* [REQUIRED WORK]
[1] Translate this sentence from the article on the bar exam into Spanish: "However, the report suggests that minimum competency is more complex."
[2] Write what comes next in the article on the bar exam study, picking up after its final sentence.

* [READING TEXT]
★ ★ ★ ★ ★ ★ ★
New research from the Institute for the Advancement of the American Legal System questions whether the current form of the bar exam satisfies what it claims to do — proving the minimum competency of attorneys to practice law.
Despite the exam’s century-plus existence, there’s never been an agreed-upon and evidence-based definition of minimum competence, according to the study. Without that definition, it’s impossible to know whether the bar is a valid measurement of competence, or “an artificial barrier to entry.” IAALS’s “Building a Better Bar: Capturing Minimum Competency” claims to take a step toward reshaping the lawyer licensing system using an empirically grounded definition of minimum competency.
Identifying Building Blocks
The study, a joint venture between IAALS and Ohio State University’s Moritz College of Law, used 50 research groups from around the country made of senior and junior attorneys to identify the skills necessary for practice and make recommendations for adapting the bar exam to better serve its purported purpose. The report suggests that minimum competency consists of 12 interlocking “building blocks” that allow new lawyers to practice effectively.
The study also recommends requiring law students to perform closely monitored externship work to help prepare them for the profession and claims that written exams aren’t well-suited to assessing minimum competence — and that multiple choice questions in particular should be used “sparingly.”
“This is a conversation that the entire legal profession needs to be engaging in,” said Logan Cornett, director of research at IAALS and researcher in the project.
While many in the courts and profession still believe the bar offers protection to the public from incompetent lawyers, “that belief has little concrete evidence to support it.”
Conventional views of minimum competence imagine a “bucket” of memorized legal rules and a few skills that new lawyers use to “scoop and serve.” This is a view the current bar reflects, according to the study. The current bar tests the ability to recall a large number of specific rules, their application, analysis of materials present in a case file and writing under tight time constraints.
However, the report suggests that minimum competency is more complex.
The “unequivocal” findings of the project showed that virtually no new lawyers rely on memory for anything, Cornett said. Competent lawyers take time and research everything before coming to a conclusion or deciding strategy.
“New lawyers in our focus groups did not base their first year of practice on a static set of rules and skills that they carried into the workplace,” the study states. Rarely did new lawyers rely on legal rules memorized from law school or for the bar — instead, they drew on more basic concepts and research skills to ID specific rules needed to represent clients effectively.
Instead, the report suggests professional competencies, like the ability to take individual responsibility and characteristics like trustworthiness, were most often considered immediately necessary when entering practice, Cornett said. However, legal skills were considered skills to be developed over time.
“This led us to question long-held assumptions about what minimum competence might entail,” she said. And while there’s long been skepticism about the efficacy and validity of the bar exam, “we were in desperate need of data to understand whether the skeptics were standing on firm ground.”
New lawyers also reported they lacked key knowledge surrounding the legal system, like the role of administrative agencies and alternative dispute resolution practices, according to the study.
“They also scrambled to acquire skills — such as interviewing, fact gathering, counseling, and negotiating — that were essential to competent practice,” the study states. “Preparing for the current bar exam gave them knowledge they did not need, while omitting knowledge and skills they did need.”
★ ★ ★ ★ ★ ★ ★
* [EXTRACTED RECORDS]
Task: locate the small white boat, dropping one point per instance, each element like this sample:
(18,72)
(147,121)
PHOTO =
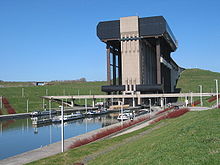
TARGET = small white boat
(124,116)
(72,116)
(37,121)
★ ★ ★ ★ ★ ★ ★
* [OUTPUTS FOR THE TASKS]
[1] Sin embargo, el informe sugiere que la competencia mínima es más compleja.

[2]
Despite the opinion of some law students, Cornett doesn’t believe the bar exam is purposely created as a hazing ritual. She said she thinks bar examiners want to protect the public and ensure examinees are minimally competent to be licensed.
“That said, we are overdue in examining our assumptions about the current licensing structure,” Cornett said. “And while it may not be a hazing ritual by intention, it has contributed to a serious lack of diversity in the profession because graduates of color perform disproportionately worse on the exam than white students.”
According to the bar examiners, themselves, the bar exam is designed to test competence.
“The current bar exam provides an independent, objective and consistent check on whether law graduates are competent to provide legal services,” said Valerie Hickman, a spokesperson for the National Conference of Bar Examiners.
The NCBE’s own Testing Task Force has been performing research of its own, offering suggestions such as increased emphasis on assessment of lawyering skills in the exam, and ensuring test content is aligned with what the NCBE has determined as minimum competency for entry-level practice.
Hickman added that IAALS’s findings complement the results of the task force’s practice analysis — particularly those listing the knowledge, skills and personal characteristics that serve as the foundation for minimum competence.
Cornett said that there is consistency between the task force’s findings and “Building a Better Bar” about what new lawyers need to practice competently. However, she said IAALS findings diverge because the NCBE does not appear to question whether an exam format is the best type of approach.
“We are questioning that long-held assumption,” she said.
Hickman said identifying the knowledge and skills relevant for legal practice is an important first step in defining minimal competence. However, the more complicated and critical step is establishing how much knowledge and skill is required in determining how to fairly and reliably test it.
The Better Bar Exam
The study notes that a uniform bar exam offers benefits for both lawyers and clients, such as moving easily through jurisdictions and across state lines — however, any uniform exam “must” account for new lawyers being more likely to apply the often individualistic laws of particular states.
Many new attorneys said local and state law played a more prominent role in their work than federal law, and nearly 50% of participants indicated they worked “exclusively or primarily” with local and state law.. However, contemporary bar exams focus on general principles, according to the study.
In addition, focus groups stressed that new lawyers should “never” rely on memorized principles from law school or the bar exam, and identified such an approach as “a bad way to practice law” or even as malpractice.
“No partner in a firm would ever say, ‘Just go off your memory, don’t consult any books, just say what you think you need to say and move on,’” the study quotes one participant. And supervisors concurred: “I often am reminding new lawyers that there’s a rule book that they should look at.”
Some aspects of minimum competency may not lend themselves to exam-based assessment, according to Cornett. For example, client interaction skills are likely best assessed using some format closely matching real-world interactions.
“Building a Better Bar” includes 12 recommendations surrounding the abilities and understandings necessary for new attorneys to practice law. The testing recommendations range from the ability to act professionally to interpreting legal material — as well as the ability to interact effectively with clients; identify legal issues; conduct research; communicate as a lawyer; manage workloads responsibly; cope with practice stress; pursue self-education and see the “big picture” of client matters.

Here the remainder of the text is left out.